- _Problem_: Nothing but the lines from the one with "Agricultural drone survey: scan the aerial photo for pole." to the final line should be returned, each exactly as it appears.

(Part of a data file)
□ □ □ □
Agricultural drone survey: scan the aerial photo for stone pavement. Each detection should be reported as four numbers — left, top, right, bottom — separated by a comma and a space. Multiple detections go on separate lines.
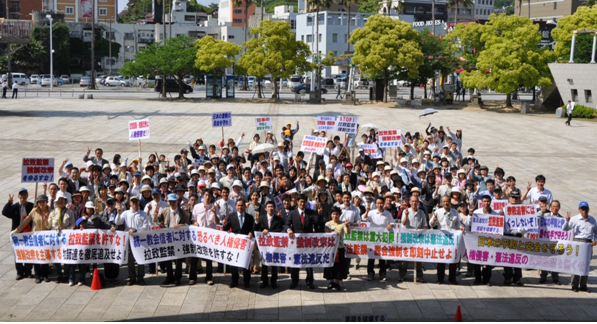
0, 99, 597, 321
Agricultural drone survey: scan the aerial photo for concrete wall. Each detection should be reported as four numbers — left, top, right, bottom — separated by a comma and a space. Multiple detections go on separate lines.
549, 63, 597, 108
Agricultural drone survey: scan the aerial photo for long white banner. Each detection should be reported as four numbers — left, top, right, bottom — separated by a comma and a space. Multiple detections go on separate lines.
10, 229, 128, 265
130, 226, 255, 269
255, 233, 340, 269
464, 233, 591, 276
344, 227, 462, 263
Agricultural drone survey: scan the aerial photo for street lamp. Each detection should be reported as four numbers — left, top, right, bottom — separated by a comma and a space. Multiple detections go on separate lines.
46, 15, 54, 90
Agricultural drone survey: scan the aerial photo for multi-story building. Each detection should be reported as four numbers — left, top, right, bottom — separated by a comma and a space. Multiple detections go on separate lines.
514, 0, 585, 21
218, 0, 258, 27
52, 0, 118, 22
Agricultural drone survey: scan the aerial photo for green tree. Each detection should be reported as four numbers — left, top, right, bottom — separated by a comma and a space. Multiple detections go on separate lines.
350, 15, 425, 102
195, 36, 242, 97
238, 20, 312, 98
461, 14, 555, 107
551, 7, 597, 63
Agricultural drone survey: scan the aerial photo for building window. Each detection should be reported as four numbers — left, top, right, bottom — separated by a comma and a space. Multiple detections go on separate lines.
571, 89, 578, 102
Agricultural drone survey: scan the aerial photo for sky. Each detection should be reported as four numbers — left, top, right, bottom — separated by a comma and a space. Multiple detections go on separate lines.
118, 0, 219, 13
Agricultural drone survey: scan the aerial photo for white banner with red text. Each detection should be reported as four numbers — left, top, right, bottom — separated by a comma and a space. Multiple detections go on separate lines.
130, 226, 255, 269
10, 229, 128, 265
344, 227, 462, 263
255, 232, 340, 269
464, 233, 592, 276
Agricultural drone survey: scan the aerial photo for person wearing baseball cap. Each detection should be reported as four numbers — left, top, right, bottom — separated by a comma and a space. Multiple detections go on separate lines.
558, 201, 597, 292
111, 196, 151, 286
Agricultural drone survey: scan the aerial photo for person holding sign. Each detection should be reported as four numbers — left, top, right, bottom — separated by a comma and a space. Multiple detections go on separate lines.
2, 188, 34, 281
255, 201, 284, 289
562, 201, 597, 292
222, 200, 255, 289
429, 196, 465, 285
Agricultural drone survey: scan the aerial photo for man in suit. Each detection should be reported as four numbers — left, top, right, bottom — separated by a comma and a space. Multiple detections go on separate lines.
255, 201, 284, 289
286, 195, 317, 289
223, 200, 255, 289
158, 194, 191, 286
2, 189, 33, 280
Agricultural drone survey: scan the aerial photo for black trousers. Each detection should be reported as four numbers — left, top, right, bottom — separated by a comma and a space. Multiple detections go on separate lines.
437, 263, 458, 282
367, 259, 386, 277
290, 268, 315, 284
230, 266, 251, 285
189, 258, 214, 282
15, 263, 33, 277
166, 259, 183, 281
473, 264, 493, 285
261, 265, 278, 284
128, 246, 145, 282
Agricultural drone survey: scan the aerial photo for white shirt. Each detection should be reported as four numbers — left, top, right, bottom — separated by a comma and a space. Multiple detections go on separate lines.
363, 210, 394, 228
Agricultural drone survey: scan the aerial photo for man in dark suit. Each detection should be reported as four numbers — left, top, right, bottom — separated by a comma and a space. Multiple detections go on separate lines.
223, 200, 255, 289
2, 189, 33, 280
286, 195, 317, 289
156, 194, 191, 286
255, 201, 284, 289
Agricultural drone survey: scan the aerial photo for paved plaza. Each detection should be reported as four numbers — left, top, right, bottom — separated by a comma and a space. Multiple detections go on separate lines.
0, 98, 597, 322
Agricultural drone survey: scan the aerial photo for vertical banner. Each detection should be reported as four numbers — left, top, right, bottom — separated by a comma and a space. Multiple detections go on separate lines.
10, 229, 128, 265
504, 205, 539, 234
255, 117, 274, 131
379, 129, 402, 148
300, 135, 328, 155
129, 119, 149, 141
464, 233, 592, 276
255, 232, 340, 269
21, 158, 54, 182
130, 226, 254, 269
471, 214, 504, 236
317, 116, 336, 132
336, 116, 358, 134
211, 112, 232, 128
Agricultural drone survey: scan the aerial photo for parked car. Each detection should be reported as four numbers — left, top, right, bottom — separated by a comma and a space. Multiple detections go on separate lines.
79, 77, 91, 87
292, 83, 328, 93
155, 79, 193, 93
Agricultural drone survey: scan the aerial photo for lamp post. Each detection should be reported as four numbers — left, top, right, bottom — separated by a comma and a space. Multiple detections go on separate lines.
46, 15, 54, 90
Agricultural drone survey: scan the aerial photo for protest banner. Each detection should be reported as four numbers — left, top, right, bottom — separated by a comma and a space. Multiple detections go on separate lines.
344, 227, 462, 263
211, 112, 232, 127
300, 135, 327, 155
379, 129, 402, 148
464, 233, 592, 276
255, 232, 340, 269
479, 199, 509, 212
21, 158, 54, 182
10, 229, 128, 265
317, 116, 336, 132
129, 119, 149, 141
130, 226, 254, 269
255, 117, 274, 131
471, 214, 504, 236
504, 205, 539, 234
523, 216, 573, 241
336, 116, 358, 134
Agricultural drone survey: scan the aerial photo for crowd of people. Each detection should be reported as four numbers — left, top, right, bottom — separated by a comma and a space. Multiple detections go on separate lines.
2, 121, 597, 291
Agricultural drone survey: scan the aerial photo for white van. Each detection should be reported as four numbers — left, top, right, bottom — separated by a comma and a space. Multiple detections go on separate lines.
12, 72, 31, 85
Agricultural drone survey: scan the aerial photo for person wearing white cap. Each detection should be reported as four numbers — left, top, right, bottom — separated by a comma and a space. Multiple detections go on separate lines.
48, 192, 76, 284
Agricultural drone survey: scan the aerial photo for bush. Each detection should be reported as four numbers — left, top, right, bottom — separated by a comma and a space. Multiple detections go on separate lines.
562, 104, 597, 119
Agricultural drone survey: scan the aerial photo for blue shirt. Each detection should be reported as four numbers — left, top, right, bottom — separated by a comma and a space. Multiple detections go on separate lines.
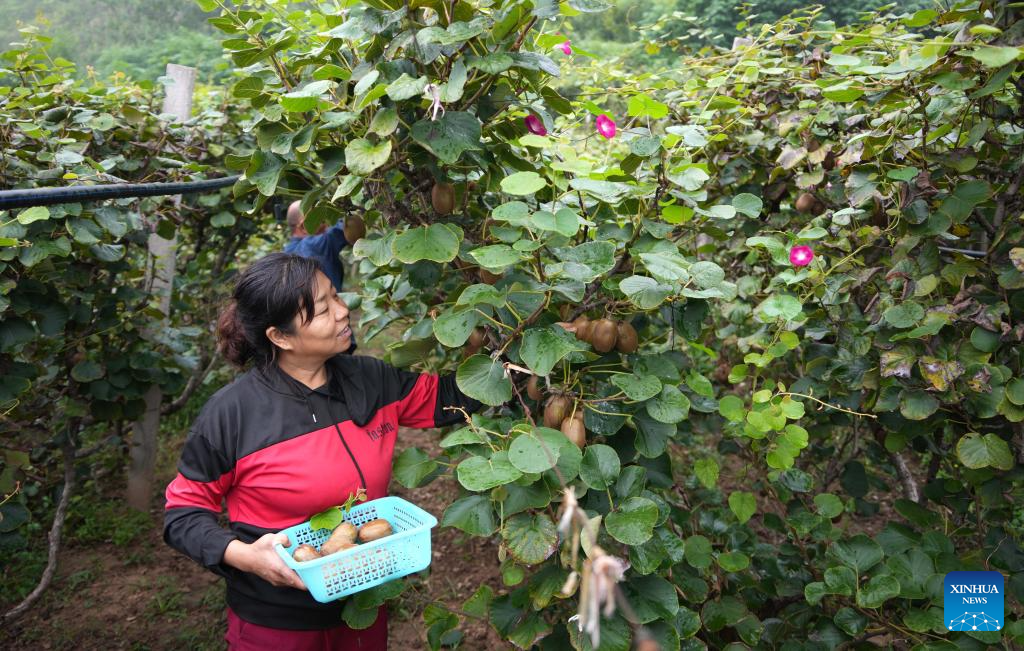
285, 220, 348, 292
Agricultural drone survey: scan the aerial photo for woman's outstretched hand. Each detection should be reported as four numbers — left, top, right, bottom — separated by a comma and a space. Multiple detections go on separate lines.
224, 533, 306, 590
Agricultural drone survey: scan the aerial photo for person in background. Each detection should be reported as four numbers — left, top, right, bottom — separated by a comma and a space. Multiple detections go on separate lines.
285, 202, 355, 354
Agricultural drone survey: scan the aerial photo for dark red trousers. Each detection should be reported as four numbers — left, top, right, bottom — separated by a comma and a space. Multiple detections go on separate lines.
224, 606, 387, 651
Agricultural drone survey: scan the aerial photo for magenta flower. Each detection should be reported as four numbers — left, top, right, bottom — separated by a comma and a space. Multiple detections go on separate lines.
597, 116, 615, 140
523, 114, 548, 135
790, 247, 814, 267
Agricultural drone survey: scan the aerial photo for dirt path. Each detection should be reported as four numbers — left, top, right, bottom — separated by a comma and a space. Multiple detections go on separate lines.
0, 430, 509, 651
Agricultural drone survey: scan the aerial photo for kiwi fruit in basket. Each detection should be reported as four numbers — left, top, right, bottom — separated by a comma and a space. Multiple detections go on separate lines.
292, 545, 323, 563
358, 518, 394, 543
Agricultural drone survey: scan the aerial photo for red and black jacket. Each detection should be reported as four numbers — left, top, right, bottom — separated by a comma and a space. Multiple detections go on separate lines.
164, 355, 480, 630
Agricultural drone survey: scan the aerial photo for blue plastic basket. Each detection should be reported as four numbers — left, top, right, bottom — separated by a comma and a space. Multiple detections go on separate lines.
274, 497, 437, 603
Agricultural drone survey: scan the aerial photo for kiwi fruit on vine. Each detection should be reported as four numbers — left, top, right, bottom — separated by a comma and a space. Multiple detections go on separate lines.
590, 318, 618, 352
292, 545, 322, 563
480, 269, 502, 285
561, 411, 587, 449
795, 192, 822, 215
526, 376, 544, 400
615, 321, 640, 354
359, 518, 394, 543
544, 395, 572, 429
343, 215, 367, 245
430, 183, 455, 215
572, 314, 591, 344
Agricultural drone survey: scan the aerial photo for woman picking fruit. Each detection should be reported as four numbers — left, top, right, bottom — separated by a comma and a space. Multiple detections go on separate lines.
164, 253, 480, 651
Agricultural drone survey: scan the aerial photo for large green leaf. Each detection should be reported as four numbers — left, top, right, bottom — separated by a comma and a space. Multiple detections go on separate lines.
956, 432, 1014, 470
441, 495, 498, 536
456, 450, 522, 491
412, 111, 480, 165
580, 443, 621, 490
345, 138, 391, 176
502, 513, 558, 565
519, 326, 587, 376
604, 497, 657, 545
456, 355, 512, 406
391, 224, 459, 264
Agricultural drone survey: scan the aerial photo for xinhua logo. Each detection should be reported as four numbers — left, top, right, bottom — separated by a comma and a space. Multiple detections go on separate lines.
943, 572, 1005, 631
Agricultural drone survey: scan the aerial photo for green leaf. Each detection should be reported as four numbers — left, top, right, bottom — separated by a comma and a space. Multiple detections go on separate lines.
626, 93, 669, 120
644, 385, 690, 424
519, 326, 587, 376
899, 391, 939, 421
732, 192, 764, 219
857, 574, 899, 608
693, 459, 720, 488
758, 294, 803, 321
611, 374, 662, 402
729, 490, 758, 524
387, 73, 427, 101
580, 443, 620, 490
456, 355, 512, 406
17, 206, 50, 225
686, 535, 712, 569
814, 492, 844, 519
412, 111, 480, 165
441, 495, 498, 536
392, 447, 439, 488
345, 138, 391, 176
604, 497, 658, 545
281, 79, 335, 113
882, 301, 925, 328
502, 513, 558, 565
964, 45, 1022, 68
392, 224, 459, 264
456, 450, 522, 492
618, 275, 673, 310
956, 432, 1014, 470
718, 552, 751, 572
71, 359, 105, 383
828, 533, 884, 573
509, 433, 558, 473
718, 395, 746, 423
502, 172, 548, 196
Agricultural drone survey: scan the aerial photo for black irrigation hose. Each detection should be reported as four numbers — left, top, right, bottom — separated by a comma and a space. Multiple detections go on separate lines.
0, 175, 240, 210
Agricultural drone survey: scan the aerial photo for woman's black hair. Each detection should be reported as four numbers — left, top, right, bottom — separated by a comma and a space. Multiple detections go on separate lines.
217, 253, 321, 367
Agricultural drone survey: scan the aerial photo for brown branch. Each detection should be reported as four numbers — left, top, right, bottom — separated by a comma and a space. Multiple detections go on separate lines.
3, 442, 77, 622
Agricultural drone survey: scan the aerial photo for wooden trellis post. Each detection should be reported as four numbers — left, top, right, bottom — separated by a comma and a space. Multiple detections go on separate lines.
127, 63, 196, 511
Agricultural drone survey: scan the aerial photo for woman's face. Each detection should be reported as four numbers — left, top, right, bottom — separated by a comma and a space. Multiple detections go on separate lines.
276, 271, 352, 359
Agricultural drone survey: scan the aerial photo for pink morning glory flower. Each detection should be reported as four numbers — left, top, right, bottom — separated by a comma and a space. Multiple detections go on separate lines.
523, 115, 548, 135
790, 247, 814, 267
597, 116, 615, 140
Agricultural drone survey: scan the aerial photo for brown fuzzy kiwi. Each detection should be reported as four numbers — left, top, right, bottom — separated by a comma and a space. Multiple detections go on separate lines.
480, 269, 502, 285
292, 545, 322, 563
795, 192, 821, 215
526, 376, 544, 400
615, 321, 640, 354
590, 318, 618, 352
572, 314, 591, 343
544, 395, 572, 429
359, 518, 394, 543
430, 183, 455, 215
561, 411, 587, 449
343, 215, 367, 245
321, 522, 358, 556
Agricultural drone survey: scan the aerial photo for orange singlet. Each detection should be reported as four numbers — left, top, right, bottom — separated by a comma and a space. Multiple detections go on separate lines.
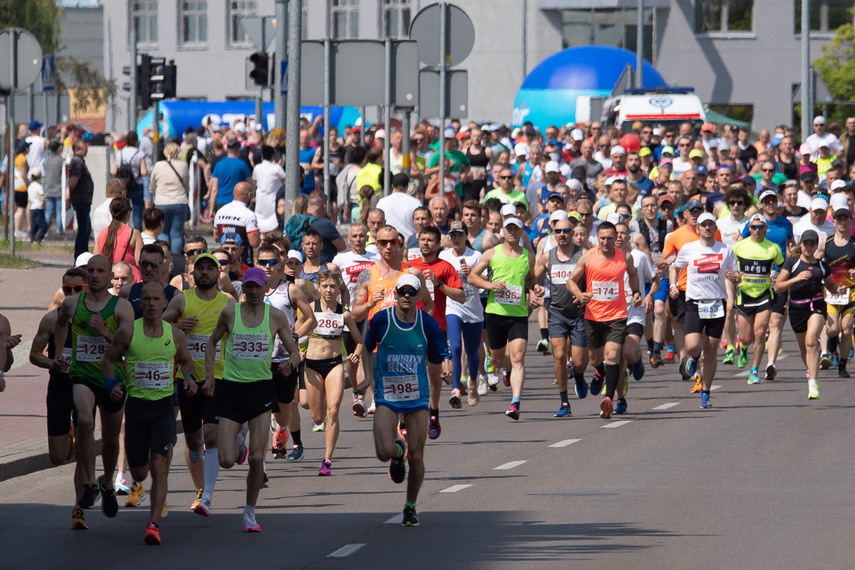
585, 247, 628, 322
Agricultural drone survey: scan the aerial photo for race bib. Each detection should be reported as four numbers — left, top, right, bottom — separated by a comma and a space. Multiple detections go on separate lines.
698, 299, 724, 319
315, 313, 344, 337
134, 362, 172, 390
77, 334, 110, 362
495, 285, 522, 305
549, 264, 576, 285
383, 374, 419, 402
232, 334, 270, 360
825, 287, 849, 306
187, 334, 222, 360
591, 281, 620, 302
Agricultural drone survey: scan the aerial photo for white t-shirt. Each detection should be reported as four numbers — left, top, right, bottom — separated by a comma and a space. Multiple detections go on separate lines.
332, 250, 380, 309
439, 247, 484, 323
252, 160, 285, 231
674, 240, 737, 301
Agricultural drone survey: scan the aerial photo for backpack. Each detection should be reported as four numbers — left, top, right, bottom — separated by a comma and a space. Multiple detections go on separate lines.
285, 214, 318, 257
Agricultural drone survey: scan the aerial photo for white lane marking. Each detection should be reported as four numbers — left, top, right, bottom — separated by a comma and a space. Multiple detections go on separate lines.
549, 439, 582, 447
440, 485, 472, 493
493, 459, 528, 471
327, 543, 365, 558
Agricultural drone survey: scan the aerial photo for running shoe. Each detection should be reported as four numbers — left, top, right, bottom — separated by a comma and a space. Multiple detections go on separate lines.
573, 373, 588, 400
555, 402, 572, 418
389, 439, 407, 483
286, 445, 303, 461
143, 523, 160, 546
77, 483, 100, 509
448, 388, 463, 410
736, 348, 748, 369
765, 362, 778, 382
808, 380, 819, 400
600, 396, 614, 420
428, 416, 442, 439
193, 497, 211, 517
243, 513, 261, 532
401, 507, 419, 526
505, 402, 520, 421
71, 509, 89, 530
98, 475, 119, 518
125, 482, 145, 507
748, 366, 762, 384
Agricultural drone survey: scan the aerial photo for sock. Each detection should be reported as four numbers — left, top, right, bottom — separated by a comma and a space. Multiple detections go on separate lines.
202, 447, 220, 498
188, 445, 203, 463
606, 364, 620, 399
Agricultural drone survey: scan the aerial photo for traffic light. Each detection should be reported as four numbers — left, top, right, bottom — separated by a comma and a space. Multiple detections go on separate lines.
249, 51, 270, 86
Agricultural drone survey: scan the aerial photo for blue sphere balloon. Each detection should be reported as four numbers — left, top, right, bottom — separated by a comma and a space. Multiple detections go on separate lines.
513, 45, 668, 132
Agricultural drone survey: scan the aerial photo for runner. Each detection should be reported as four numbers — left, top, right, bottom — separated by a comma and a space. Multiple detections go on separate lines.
365, 272, 452, 526
101, 283, 201, 545
202, 267, 300, 532
671, 213, 737, 408
775, 230, 838, 400
304, 271, 364, 476
53, 253, 135, 529
567, 222, 642, 419
469, 217, 542, 421
733, 214, 784, 384
534, 215, 588, 418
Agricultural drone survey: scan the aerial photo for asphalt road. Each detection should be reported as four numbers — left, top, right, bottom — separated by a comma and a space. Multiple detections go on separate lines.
0, 327, 855, 569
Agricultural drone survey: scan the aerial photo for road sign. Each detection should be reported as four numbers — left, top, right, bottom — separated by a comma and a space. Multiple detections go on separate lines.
0, 28, 42, 93
410, 4, 475, 67
42, 55, 56, 92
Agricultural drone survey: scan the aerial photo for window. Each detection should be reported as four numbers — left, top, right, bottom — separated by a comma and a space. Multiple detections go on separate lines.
695, 0, 756, 33
181, 0, 208, 46
561, 8, 653, 61
794, 0, 855, 34
383, 0, 410, 38
332, 0, 359, 40
131, 0, 157, 44
229, 0, 258, 46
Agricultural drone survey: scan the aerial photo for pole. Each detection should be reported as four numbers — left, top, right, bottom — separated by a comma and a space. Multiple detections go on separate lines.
285, 0, 303, 216
801, 0, 813, 140
383, 36, 392, 196
635, 0, 644, 89
439, 2, 448, 198
273, 0, 288, 130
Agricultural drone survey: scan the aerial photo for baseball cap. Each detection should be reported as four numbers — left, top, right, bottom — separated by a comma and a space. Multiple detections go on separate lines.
698, 212, 715, 225
395, 273, 422, 291
799, 230, 819, 243
241, 267, 267, 287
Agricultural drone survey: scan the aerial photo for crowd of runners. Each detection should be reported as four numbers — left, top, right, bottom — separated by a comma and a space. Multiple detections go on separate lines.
0, 112, 855, 544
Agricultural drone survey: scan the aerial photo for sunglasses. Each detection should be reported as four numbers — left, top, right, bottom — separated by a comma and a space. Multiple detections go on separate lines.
62, 285, 86, 295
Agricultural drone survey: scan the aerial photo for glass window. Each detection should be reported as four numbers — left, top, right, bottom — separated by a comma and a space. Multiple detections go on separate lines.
131, 0, 157, 44
181, 0, 208, 45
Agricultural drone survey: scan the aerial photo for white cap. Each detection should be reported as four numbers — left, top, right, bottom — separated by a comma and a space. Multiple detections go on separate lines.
698, 212, 715, 225
395, 273, 422, 291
□ □ □ □
- _Result_:
Agricultural drone survey: scan the aerial photo for pole. Each detection should be reported as four numbers — left, top, right, bottom — separated by a comma and a space. Multiple detections go on separate lines.
285, 0, 303, 216
801, 0, 813, 140
383, 36, 392, 196
635, 0, 644, 89
439, 2, 448, 198
273, 0, 288, 130
Agricultural drone survey: scan the aerial photo for baseball cap. Each detection should be reported as four numbers — left, top, right, bottom — separated by a comma and a space. Multiple detections go on separate lines.
698, 212, 715, 225
395, 273, 422, 291
799, 230, 819, 243
241, 267, 267, 287
Agricultural drone survey: scan the aerial photo for crowd of runners. Each detection should be reported as four numbers — left, top, right, bottom — separated by a comma and a space. Multiple detections go on separate lines.
0, 112, 855, 544
Agricultural drone survey: scan the aerial photo for sunglasses. Each detection should be reported as four numbers — left, top, right, bottom — separated by a comma and a space. Multiple detections go on separate lines.
62, 285, 86, 295
Agricultural drone survey: scan the aerial photo for glass window. Each detection should be reported as four numbers — left, top, right, bottom — separated by a comma and a space. Multiple detections go on separate lines.
131, 0, 157, 44
181, 0, 208, 45
Agricultural drone survey: scan the aerial photo for white cap. Each detection should be reported as four numbers — left, top, right, bottom — separated by a comma and a space. Multiple detections go on separate lines.
698, 212, 715, 225
395, 273, 422, 291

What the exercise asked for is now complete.